◆ MATERIAL PROVIDED ◆
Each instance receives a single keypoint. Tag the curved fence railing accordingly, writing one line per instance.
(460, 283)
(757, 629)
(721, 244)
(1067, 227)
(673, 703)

==

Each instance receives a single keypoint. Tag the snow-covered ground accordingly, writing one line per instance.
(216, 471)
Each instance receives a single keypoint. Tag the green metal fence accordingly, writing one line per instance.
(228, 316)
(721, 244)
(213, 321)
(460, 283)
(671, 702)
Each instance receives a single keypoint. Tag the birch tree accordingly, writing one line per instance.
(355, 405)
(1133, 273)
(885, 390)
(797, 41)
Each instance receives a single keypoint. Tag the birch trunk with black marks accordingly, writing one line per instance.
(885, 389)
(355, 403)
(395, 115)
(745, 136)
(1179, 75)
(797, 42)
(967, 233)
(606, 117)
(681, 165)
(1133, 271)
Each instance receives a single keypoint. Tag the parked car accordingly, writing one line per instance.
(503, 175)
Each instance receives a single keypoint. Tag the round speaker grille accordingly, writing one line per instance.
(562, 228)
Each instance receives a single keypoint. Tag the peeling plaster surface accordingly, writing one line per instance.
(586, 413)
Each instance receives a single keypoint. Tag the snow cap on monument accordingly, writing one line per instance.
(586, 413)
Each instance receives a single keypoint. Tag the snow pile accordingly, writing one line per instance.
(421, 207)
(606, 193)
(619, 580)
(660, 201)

* * *

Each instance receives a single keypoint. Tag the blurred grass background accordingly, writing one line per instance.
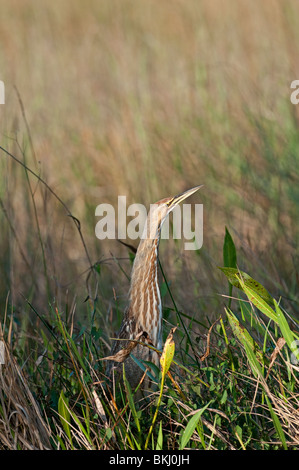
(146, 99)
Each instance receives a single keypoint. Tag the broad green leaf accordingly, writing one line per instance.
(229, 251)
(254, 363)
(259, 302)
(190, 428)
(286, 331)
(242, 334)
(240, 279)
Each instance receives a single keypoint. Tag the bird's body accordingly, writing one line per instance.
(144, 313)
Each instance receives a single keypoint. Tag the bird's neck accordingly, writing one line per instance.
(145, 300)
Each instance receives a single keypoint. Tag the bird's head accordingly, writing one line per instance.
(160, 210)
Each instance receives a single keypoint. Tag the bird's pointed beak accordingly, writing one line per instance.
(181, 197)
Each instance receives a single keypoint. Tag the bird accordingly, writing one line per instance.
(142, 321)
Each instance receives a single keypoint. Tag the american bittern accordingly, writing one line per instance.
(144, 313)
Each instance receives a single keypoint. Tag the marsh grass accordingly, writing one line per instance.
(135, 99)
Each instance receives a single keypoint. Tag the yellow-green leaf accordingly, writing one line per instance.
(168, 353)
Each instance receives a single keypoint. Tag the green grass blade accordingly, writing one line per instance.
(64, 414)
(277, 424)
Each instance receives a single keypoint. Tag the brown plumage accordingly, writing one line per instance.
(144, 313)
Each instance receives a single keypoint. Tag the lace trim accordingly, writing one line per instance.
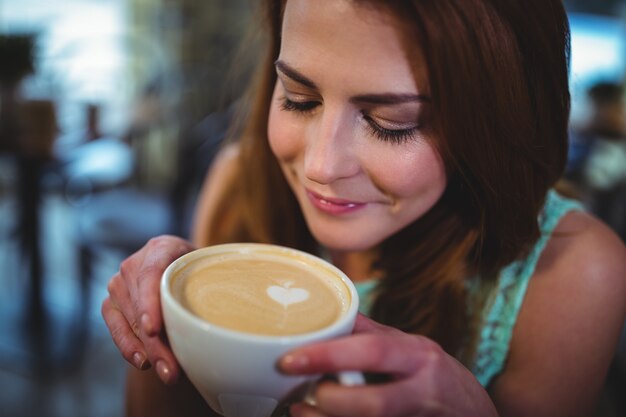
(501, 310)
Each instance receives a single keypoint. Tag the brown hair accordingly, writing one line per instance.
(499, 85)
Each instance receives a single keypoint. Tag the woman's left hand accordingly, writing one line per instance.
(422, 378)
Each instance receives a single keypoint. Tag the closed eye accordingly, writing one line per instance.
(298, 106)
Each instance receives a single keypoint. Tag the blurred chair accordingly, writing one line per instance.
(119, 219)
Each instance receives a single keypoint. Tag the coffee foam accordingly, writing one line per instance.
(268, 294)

◆ DIRECTIVE ◆
Please list every line in the three blocks above that contains the string "leaf", matching its case.

◆ ANSWER BELOW ◆
Each instance receives a single keypoint. Tag the broad green leaf accordingly, writing one line per instance.
Each instance receives a single keypoint. Tag the yellow-green leaf accordingly, writing one line per instance.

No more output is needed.